### What you are asked to do
Convert the part of the items that starts with the line containing "Isolate dark suit" and runs through the last line into a JSON list of strings, one string per line, leaving out blank lines.

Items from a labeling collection
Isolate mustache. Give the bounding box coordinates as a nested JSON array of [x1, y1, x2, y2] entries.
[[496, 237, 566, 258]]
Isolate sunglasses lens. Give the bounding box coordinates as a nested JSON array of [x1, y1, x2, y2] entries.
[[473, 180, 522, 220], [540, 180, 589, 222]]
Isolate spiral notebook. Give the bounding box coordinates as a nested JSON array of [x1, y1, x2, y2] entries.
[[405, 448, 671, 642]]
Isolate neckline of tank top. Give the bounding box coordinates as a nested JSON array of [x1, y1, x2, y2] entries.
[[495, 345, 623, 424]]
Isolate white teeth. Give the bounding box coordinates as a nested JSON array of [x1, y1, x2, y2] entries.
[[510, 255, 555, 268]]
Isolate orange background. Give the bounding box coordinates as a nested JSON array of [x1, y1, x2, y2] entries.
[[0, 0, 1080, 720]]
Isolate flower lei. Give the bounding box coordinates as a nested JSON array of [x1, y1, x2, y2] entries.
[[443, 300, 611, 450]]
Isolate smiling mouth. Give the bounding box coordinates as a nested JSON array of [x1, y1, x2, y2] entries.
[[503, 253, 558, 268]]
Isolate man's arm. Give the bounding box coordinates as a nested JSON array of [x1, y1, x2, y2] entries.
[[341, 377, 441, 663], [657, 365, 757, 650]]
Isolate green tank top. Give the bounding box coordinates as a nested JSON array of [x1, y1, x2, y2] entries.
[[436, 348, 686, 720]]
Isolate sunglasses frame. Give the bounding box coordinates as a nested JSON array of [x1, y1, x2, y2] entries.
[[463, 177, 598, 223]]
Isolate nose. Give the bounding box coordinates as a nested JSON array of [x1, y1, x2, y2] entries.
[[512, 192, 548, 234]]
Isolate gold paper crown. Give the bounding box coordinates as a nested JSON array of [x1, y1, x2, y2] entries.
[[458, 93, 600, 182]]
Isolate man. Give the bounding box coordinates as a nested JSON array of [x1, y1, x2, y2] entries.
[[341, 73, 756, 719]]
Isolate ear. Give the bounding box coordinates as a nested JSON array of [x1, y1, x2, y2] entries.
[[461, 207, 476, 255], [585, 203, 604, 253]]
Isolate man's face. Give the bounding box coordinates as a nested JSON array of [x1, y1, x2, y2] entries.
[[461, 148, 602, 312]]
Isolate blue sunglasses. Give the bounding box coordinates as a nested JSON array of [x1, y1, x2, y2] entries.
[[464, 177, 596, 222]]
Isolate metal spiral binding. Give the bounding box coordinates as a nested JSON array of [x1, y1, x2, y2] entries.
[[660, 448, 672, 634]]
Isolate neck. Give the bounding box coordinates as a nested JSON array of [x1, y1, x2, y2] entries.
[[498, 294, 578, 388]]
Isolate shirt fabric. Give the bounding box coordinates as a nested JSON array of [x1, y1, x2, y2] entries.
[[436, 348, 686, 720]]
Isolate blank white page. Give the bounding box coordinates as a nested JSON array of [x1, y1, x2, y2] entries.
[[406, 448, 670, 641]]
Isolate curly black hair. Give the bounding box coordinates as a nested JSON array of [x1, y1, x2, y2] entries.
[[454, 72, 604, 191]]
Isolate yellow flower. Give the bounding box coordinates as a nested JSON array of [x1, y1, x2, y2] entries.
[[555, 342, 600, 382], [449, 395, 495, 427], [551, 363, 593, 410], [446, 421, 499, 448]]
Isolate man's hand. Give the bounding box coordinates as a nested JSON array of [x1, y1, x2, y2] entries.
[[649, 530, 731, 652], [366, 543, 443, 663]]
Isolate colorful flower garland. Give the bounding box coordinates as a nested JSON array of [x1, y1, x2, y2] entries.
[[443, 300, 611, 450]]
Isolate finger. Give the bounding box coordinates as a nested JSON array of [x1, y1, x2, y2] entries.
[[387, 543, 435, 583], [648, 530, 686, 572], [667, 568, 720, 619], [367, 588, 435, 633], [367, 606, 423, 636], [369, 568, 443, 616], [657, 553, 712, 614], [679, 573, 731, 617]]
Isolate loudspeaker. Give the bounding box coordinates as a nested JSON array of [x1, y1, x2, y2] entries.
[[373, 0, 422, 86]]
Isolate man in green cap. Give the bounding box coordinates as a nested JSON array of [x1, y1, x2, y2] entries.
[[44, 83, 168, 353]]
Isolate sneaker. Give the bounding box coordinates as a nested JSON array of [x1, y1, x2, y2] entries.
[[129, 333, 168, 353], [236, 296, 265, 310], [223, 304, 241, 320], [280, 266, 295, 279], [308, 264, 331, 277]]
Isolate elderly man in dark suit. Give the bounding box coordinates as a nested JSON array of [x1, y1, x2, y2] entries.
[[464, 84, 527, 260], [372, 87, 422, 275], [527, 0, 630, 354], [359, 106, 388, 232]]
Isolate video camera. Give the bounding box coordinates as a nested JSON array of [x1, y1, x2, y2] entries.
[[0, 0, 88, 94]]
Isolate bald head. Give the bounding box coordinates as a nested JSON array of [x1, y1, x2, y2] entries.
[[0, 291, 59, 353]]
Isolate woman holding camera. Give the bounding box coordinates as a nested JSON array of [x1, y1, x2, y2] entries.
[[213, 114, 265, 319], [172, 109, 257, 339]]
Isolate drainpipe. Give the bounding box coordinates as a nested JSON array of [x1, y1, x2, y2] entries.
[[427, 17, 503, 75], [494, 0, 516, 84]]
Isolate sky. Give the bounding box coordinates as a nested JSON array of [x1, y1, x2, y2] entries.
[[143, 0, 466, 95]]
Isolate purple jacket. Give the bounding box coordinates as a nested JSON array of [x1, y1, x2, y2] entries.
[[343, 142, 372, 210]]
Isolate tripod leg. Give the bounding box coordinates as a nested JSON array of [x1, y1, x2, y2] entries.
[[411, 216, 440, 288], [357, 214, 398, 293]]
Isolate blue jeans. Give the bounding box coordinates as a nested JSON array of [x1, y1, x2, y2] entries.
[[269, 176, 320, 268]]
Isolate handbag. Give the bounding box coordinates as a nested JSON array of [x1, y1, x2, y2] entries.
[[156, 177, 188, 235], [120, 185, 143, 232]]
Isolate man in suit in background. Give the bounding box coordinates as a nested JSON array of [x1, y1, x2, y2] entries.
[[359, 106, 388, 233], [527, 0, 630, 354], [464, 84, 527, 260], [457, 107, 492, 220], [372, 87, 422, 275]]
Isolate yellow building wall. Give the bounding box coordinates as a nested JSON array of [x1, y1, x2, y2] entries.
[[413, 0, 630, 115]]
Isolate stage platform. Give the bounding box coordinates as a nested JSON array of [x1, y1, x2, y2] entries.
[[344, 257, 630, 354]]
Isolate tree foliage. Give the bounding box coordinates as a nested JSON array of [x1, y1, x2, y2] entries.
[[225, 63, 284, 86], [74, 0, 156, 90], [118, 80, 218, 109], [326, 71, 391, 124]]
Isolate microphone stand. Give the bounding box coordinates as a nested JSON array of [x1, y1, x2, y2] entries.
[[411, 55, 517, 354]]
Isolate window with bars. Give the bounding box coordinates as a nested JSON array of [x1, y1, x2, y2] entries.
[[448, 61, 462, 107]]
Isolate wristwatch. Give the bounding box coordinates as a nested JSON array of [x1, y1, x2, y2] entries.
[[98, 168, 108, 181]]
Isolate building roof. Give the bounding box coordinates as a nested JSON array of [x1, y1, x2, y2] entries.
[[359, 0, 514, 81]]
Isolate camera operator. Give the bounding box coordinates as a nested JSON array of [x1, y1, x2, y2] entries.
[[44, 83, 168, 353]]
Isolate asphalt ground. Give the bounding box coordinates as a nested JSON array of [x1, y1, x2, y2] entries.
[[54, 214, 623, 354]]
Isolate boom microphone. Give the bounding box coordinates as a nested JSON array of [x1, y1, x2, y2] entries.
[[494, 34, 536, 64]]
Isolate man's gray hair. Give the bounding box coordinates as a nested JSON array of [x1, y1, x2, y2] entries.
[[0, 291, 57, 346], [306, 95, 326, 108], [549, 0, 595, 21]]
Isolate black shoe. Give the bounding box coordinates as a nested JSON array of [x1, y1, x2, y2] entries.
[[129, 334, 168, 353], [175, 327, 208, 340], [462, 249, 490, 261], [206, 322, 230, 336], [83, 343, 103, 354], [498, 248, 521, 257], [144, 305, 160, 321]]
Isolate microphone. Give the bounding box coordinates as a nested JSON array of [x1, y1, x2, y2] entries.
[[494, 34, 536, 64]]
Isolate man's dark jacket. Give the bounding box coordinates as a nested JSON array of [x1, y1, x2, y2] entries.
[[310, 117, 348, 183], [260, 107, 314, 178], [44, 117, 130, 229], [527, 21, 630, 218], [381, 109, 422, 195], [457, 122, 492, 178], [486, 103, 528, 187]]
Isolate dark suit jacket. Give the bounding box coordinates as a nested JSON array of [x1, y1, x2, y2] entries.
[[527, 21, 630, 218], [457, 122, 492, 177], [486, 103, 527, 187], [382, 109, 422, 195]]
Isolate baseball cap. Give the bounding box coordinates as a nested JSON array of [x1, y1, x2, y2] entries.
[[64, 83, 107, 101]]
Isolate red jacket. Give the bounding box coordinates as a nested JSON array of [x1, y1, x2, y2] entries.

### The completed task
[
  "Isolate dark suit jacket. Give the bounding box coordinates as a nested JSON array of [x1, y1, x2, y2] entries.",
  "[[527, 21, 630, 218], [457, 122, 492, 177], [486, 103, 527, 187], [382, 109, 422, 195]]",
  "Isolate baseball cap. Give the bounding box coordinates as a nested JSON array of [x1, y1, x2, y2] entries.",
  "[[64, 83, 107, 101]]",
  "Isolate red jacket. Give the bounding box coordinates as a nested JSON array of [x1, y1, x2, y2] entries."
]